(Records from a data source)
━━━━━━
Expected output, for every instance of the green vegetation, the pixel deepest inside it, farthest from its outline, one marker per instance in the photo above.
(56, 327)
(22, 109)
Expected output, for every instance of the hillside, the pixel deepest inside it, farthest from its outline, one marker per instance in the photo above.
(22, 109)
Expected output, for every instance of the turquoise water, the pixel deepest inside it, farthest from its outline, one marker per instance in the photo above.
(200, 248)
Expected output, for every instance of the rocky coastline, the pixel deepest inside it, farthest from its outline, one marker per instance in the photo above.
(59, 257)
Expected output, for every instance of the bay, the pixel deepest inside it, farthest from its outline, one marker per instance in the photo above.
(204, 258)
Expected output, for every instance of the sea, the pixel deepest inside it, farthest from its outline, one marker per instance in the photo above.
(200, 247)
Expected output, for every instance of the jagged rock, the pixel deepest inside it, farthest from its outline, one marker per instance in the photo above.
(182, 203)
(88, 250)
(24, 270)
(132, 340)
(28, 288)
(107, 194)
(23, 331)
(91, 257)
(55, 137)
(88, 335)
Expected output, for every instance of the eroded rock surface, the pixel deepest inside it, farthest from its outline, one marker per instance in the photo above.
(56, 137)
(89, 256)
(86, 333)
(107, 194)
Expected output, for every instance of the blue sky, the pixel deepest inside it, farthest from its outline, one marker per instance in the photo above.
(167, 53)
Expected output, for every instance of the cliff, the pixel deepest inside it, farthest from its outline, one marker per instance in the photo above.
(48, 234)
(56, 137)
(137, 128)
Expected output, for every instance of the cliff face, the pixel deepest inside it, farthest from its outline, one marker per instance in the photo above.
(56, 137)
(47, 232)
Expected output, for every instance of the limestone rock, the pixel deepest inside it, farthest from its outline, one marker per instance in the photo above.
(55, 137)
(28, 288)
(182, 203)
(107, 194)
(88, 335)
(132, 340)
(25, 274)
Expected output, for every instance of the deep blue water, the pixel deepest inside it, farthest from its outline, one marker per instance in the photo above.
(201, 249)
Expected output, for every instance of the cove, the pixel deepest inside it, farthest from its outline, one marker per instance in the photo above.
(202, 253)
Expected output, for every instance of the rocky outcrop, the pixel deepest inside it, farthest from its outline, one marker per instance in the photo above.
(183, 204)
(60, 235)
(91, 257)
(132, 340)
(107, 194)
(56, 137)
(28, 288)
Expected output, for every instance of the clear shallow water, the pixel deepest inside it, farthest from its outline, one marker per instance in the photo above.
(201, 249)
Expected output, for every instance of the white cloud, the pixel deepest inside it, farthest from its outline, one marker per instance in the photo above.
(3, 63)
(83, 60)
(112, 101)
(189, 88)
━━━━━━
> Prompt
Please copy out each record, character for character.

> Response to the task
Expected output, for every instance of the green vegetation, the pixel deepest inside it, farthest from its outline, one marker per instance in the photo above.
(56, 327)
(22, 109)
Expected output, for every instance of the hillside, the pixel deepest inside it, farthest from its outline, one marker per instance in the photo above.
(22, 109)
Expected output, for every instance of the turquoise water, the pixel deepest inside it, farthest from its outline, one marker per instance in the photo above.
(200, 248)
Expected output, for every instance of the rocky coastline, the pixel deepest inside it, farthest from its outline, one marker per instance in the photo above.
(59, 257)
Expected output, for every instance of the bay, the pixel deepest inside it, farthest from its outline, one marker per instance in the photo above.
(204, 258)
Expected output, for every instance of the sea, the pixel deepest inside it, farthest from its outline, one marker per instance in the photo above.
(200, 247)
Expected output, for every instance of the jagged rock, the pixel deepest inside it, farthest from its outline, one marker per instance in the photo above.
(182, 203)
(88, 250)
(24, 270)
(132, 340)
(28, 288)
(107, 194)
(23, 331)
(91, 257)
(55, 137)
(88, 335)
Expected output, for every instance of the eroded rock surface, the pixel deepest inside it, farthest from its outline, one marker per instance in the photo above.
(56, 137)
(89, 256)
(86, 333)
(107, 194)
Expected output, for every instance of the blue sky, the pixel deepest inside it, farthest from its outline, one marker per instance in the photo above.
(167, 53)
Expected output, for every instance of the cliff, the pixel deepest inside it, farthest from its outline, one marker per instance in the photo above.
(48, 234)
(56, 137)
(137, 128)
Expected output, for every instance of the cliff face, the pixel deepest inside it, farthest from its outline, one marker per instance in the photo above.
(56, 137)
(47, 232)
Expected output, for every instance of the limestone rock, the pixel deepest inside it, farthest from its outline, one marker per instance in the photo above.
(55, 137)
(28, 288)
(182, 203)
(107, 194)
(88, 335)
(132, 340)
(25, 274)
Expected output, for every instance of the deep blue water, the pixel deepest inside it, farthest from its outline, one marker per instance in the photo above.
(201, 249)
Expected output, for every instance of the cove, the pixel deepest inside it, farthest from its outline, one marker per instance in the photo above.
(202, 253)
Expected output, for every instance of the rocky outcrop, the pixel deepest inside it, farthest from its outline, one marker per instance in the photo above.
(183, 204)
(60, 235)
(91, 257)
(132, 340)
(107, 194)
(56, 137)
(28, 288)
Expected output, for every instance of the clear shallow water, the pixel deepest inside it, farthest from its outline, one marker per instance in the photo above.
(201, 249)
Expected output, for every instance of the white cloud, the pixel deepest inside it, farthest from its outline, one marker per instance in the photo above.
(3, 63)
(83, 60)
(112, 101)
(189, 88)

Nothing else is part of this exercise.